## BEGIN Data excerpts
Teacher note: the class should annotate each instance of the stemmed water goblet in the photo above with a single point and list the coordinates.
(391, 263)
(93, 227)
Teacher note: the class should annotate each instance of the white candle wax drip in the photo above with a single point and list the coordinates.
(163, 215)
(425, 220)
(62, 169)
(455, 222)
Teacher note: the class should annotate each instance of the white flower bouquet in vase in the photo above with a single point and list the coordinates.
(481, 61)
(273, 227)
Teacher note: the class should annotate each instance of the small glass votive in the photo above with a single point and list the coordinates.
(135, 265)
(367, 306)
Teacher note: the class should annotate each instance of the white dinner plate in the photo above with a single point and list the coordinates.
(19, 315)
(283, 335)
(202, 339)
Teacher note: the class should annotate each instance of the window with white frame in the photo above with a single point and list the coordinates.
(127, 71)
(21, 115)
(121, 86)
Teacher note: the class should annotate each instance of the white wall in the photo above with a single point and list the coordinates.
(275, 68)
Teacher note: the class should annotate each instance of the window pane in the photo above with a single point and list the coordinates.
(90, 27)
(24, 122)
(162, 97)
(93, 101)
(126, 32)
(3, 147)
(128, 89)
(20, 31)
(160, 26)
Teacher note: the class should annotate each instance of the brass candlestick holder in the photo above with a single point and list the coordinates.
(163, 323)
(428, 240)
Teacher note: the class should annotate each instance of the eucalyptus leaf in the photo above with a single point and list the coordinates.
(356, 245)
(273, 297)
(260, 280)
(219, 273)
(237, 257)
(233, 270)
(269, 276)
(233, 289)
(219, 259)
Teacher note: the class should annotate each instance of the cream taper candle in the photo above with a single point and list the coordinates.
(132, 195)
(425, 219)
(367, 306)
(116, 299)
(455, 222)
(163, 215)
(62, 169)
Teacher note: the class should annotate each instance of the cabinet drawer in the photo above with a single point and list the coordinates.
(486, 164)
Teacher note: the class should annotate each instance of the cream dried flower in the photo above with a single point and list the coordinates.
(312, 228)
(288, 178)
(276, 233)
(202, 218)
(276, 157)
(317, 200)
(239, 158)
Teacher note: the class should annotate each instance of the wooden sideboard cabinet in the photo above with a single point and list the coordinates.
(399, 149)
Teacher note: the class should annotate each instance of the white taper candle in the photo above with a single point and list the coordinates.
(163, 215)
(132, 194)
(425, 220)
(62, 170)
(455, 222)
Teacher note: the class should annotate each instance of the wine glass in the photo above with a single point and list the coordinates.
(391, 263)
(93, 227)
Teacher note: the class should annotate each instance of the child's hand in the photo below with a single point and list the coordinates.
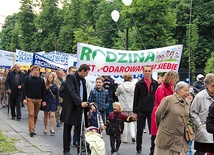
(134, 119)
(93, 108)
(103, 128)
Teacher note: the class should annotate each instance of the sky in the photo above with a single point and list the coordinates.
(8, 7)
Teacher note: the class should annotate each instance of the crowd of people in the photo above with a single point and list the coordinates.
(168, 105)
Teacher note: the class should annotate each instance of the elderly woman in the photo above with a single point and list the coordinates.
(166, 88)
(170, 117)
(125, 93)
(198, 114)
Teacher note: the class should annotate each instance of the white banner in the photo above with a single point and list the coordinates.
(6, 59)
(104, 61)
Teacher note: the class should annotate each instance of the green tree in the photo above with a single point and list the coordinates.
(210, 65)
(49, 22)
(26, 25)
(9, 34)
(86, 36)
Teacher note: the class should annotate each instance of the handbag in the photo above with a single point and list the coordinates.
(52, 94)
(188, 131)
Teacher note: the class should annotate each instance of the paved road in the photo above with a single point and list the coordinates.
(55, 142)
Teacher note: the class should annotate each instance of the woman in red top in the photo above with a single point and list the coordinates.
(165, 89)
## END Data excerpts
*Task requirements:* Reproduce all the records verbatim, excluding images.

*Response for this exercise:*
Teacher note: the class should annotate each instance of the stemmed water goblet in the photo above with a single point and list the coordinates.
(391, 263)
(93, 227)
Teacher note: the class should annotate each instance of the white candle wax drip in the photo above with a single point and list the coordinates.
(163, 215)
(425, 220)
(62, 169)
(455, 222)
Teacher note: the class should annotate each instance of the white flower bouquet in vase in the photo above with a single point and list the coordinates.
(481, 61)
(273, 227)
Teacher note: the class should annotate each instance of the small glass votive in the photo above with a single point and list the coordinates.
(135, 265)
(367, 306)
Teacher note: the class should annotate each instance of the white dinner plate in the photo above with a single point and list the coordinates.
(19, 315)
(283, 335)
(202, 339)
Teacher note: the class should annotate each instance of the window with white frame in the photo above with a single point and list the coordinates.
(127, 71)
(21, 115)
(121, 86)
Teacher note: the class should annotate each instance of the white wall in the photo above with a single point and list the coordinates.
(275, 68)
Teacher note: the class should annotate each instance of the window pane in the photo above with a single point and list the coordinates.
(90, 27)
(24, 122)
(162, 97)
(93, 101)
(126, 32)
(3, 147)
(128, 89)
(20, 31)
(160, 26)
Teacher note: the class should annotate each instance of the brass candlestick holder in the photo above with a single point and list the coordinates.
(163, 323)
(428, 240)
Teacher note: the class should annotate each instance of the eucalyptus leaf in the photo above with a single point and list the coordinates.
(356, 245)
(273, 297)
(260, 280)
(219, 273)
(237, 257)
(233, 270)
(269, 276)
(233, 289)
(219, 259)
Teacher note: the class should annotate each instance of the cream taper candle in the photo above with a single point and list the coordinates.
(132, 195)
(425, 219)
(367, 306)
(116, 299)
(455, 222)
(163, 215)
(62, 169)
Teacher note: the class should annotate each instance of the cabinet drawer in the photo above with a single point and list the coordinates.
(486, 164)
Teacher note: the class should annotate each instance of the cream dried flower in the photo above with a single point and list the coordinates.
(312, 228)
(288, 178)
(276, 233)
(202, 218)
(276, 157)
(317, 200)
(239, 158)
Teacher note: the class should annotate each instance of the wooden sideboard cabinet in the photo above with a single point and list the coordinates.
(399, 149)
Teacher note: the class should annotate each instance of the white taper candle in the photo above with a single point and list the coordinates.
(163, 215)
(132, 194)
(425, 220)
(62, 170)
(455, 222)
Teacher note: the class should annotate each instance of the wine glass in the photo above with a single point and list the coordinates.
(391, 263)
(93, 227)
Teacher note: the class should annotate each instance of the child's hand in the photo below with a single point and list the coordinates.
(134, 119)
(93, 108)
(103, 128)
Teacher note: the class should annotate each instance of the sky in the photo above with a single point and list the coordinates.
(8, 7)
Teacher note: the class should annotate each instance of the crowd of people in the photo above with a single point and list the coordinates.
(168, 105)
Teacher note: the class should annotate each instance of the elderly woman in the photo above with a single point and list the coordinates.
(166, 88)
(170, 117)
(125, 93)
(198, 114)
Teacher note: the class should annotate each instance of the white banner in the photo above with a single point and list the coordinates.
(6, 59)
(104, 61)
Teacher note: the class should annotate each instance of the green tree in the photo above with a single point and list the coordinates.
(210, 65)
(49, 22)
(26, 25)
(9, 34)
(86, 36)
Teacher note: the class should annotate each instance of the handbag in the photo above with a single point and list the coordinates.
(52, 94)
(188, 131)
Teacher note: the class should annotate each instance of the paved road in the photo above with a single point and list the coordinates.
(55, 142)
Teacher note: the class should annotate each instance of the woman in red top in the photo above with a single point and list the coordinates.
(165, 89)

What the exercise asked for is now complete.